◆ **DESCRIPTION OF THE TASK**
Restate the entries below in full, exactly as they read, but without pictures.

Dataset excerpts
- - - - -

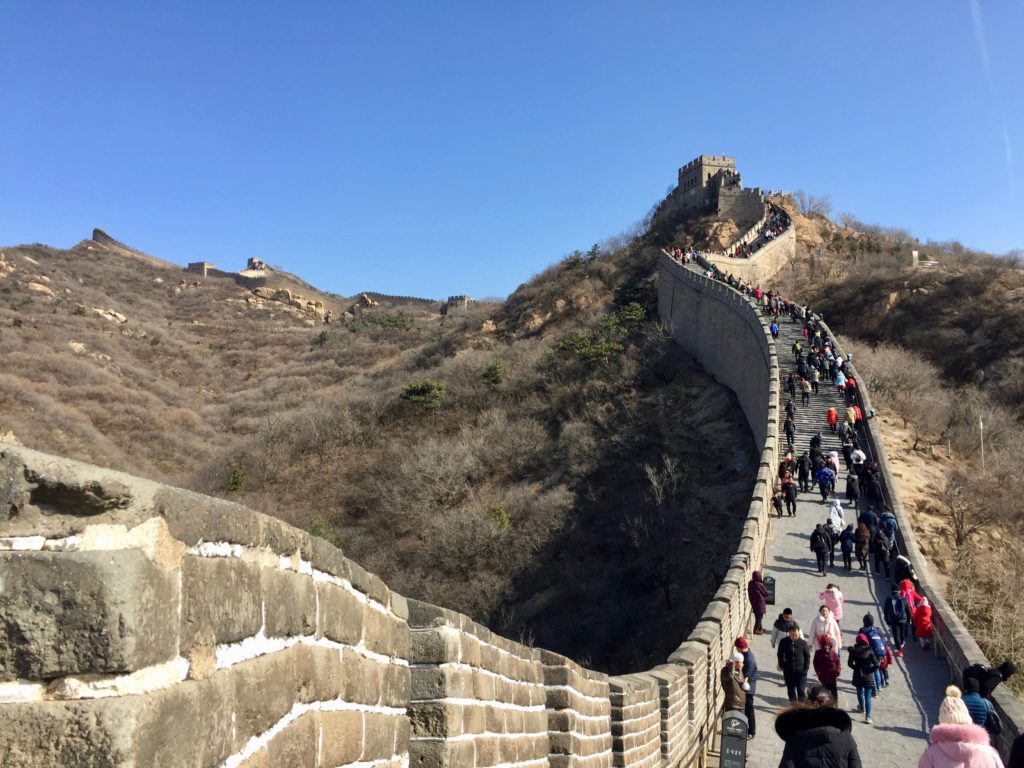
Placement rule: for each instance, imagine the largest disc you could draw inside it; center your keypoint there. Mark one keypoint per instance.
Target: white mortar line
(260, 741)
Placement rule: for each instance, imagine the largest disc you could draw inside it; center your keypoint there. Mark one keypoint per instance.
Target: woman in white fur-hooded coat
(956, 742)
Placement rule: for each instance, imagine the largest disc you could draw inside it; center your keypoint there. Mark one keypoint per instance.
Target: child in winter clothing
(827, 666)
(884, 665)
(834, 599)
(923, 623)
(955, 740)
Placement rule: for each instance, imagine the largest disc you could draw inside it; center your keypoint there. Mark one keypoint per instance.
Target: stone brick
(439, 754)
(379, 735)
(342, 737)
(341, 614)
(221, 600)
(290, 601)
(193, 518)
(361, 678)
(84, 612)
(296, 745)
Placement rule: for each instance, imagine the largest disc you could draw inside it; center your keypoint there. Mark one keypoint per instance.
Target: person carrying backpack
(883, 546)
(820, 545)
(897, 615)
(847, 540)
(804, 471)
(878, 646)
(865, 666)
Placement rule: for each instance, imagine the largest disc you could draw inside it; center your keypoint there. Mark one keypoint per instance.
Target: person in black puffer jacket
(817, 734)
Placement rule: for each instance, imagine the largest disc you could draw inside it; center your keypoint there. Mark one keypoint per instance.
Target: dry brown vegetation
(491, 462)
(942, 349)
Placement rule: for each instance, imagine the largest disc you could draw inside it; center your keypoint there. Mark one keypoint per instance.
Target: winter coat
(847, 539)
(732, 686)
(908, 592)
(889, 610)
(819, 541)
(834, 599)
(852, 487)
(827, 666)
(827, 627)
(757, 592)
(955, 745)
(863, 537)
(863, 664)
(794, 655)
(923, 621)
(816, 737)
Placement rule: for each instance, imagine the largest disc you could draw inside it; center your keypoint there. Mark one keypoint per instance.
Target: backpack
(878, 644)
(898, 609)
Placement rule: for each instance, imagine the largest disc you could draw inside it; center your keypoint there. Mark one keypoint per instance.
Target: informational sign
(733, 740)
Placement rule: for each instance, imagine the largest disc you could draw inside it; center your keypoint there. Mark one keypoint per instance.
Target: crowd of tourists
(861, 525)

- - - - -

◆ **ANSWER TO THIS EXERCISE**
Placement rule: for each instance, imagine the largest disc you could draw inside it; center your keypoint there. Mark one keypoint per instance.
Target: white mortar line
(260, 741)
Placement rule: for each instance, imagine the largest disc you could draw inside it; center your keypoint there. Mark one keypoint per instance.
Target: woman in white fur-hooded coat
(956, 742)
Placement rule: for each instance, imagine the largest disc you could draw inside it; center your keypoint there. Mark one keypoint per instance.
Target: child in winter clothing
(827, 666)
(884, 665)
(834, 599)
(923, 623)
(955, 740)
Placement rule: for each instance, imagine the largest disc you could draw inside it; center your keypoint there. Mark one keypoint per instance.
Target: stone brick
(439, 754)
(379, 735)
(342, 737)
(341, 614)
(221, 600)
(290, 601)
(193, 518)
(361, 678)
(84, 612)
(296, 745)
Placement rule: for each instance, imagine the largest disc you could draw inside it; center your keypoint there. Mark one keypoint per instance.
Target: person carrying backpack
(883, 546)
(820, 545)
(897, 615)
(847, 540)
(804, 471)
(878, 646)
(865, 666)
Placement rule: for each instance, imagine the largest disc you could draw inside it; center your keypoint there. Mark one keypoint per instance.
Target: person in black puffer jacket
(817, 734)
Placement rule: for each instance, imagine the largest disc you could draw inside it; center your keypoint there. Mark one keypoint per instance.
Target: dry brown vegetation
(491, 462)
(942, 349)
Placement rule: for each instance, imagine the largest disc you could draw inside it; center your keypoint there. Mark one keypoint per instance.
Target: winter coat
(847, 539)
(732, 686)
(908, 592)
(889, 610)
(819, 541)
(834, 599)
(852, 487)
(827, 666)
(827, 627)
(757, 592)
(955, 745)
(863, 537)
(863, 664)
(794, 655)
(923, 621)
(816, 737)
Placement rule: for each instance, imagine the largest disc you could draw inside it; center your keypoint there. Mark one keypoint per instance.
Target: backpack
(878, 644)
(898, 609)
Placement rule: for each instance, imagine the largest disc you could draw inside it; center your keypoint there. Mark one keypoint per instance.
Target: informational sign
(733, 740)
Placement rule: for each instance, imagine the largest disc you could draw inside it; center your keypoint there. Mark one keypoint per instance.
Target: crowd of tourists
(861, 525)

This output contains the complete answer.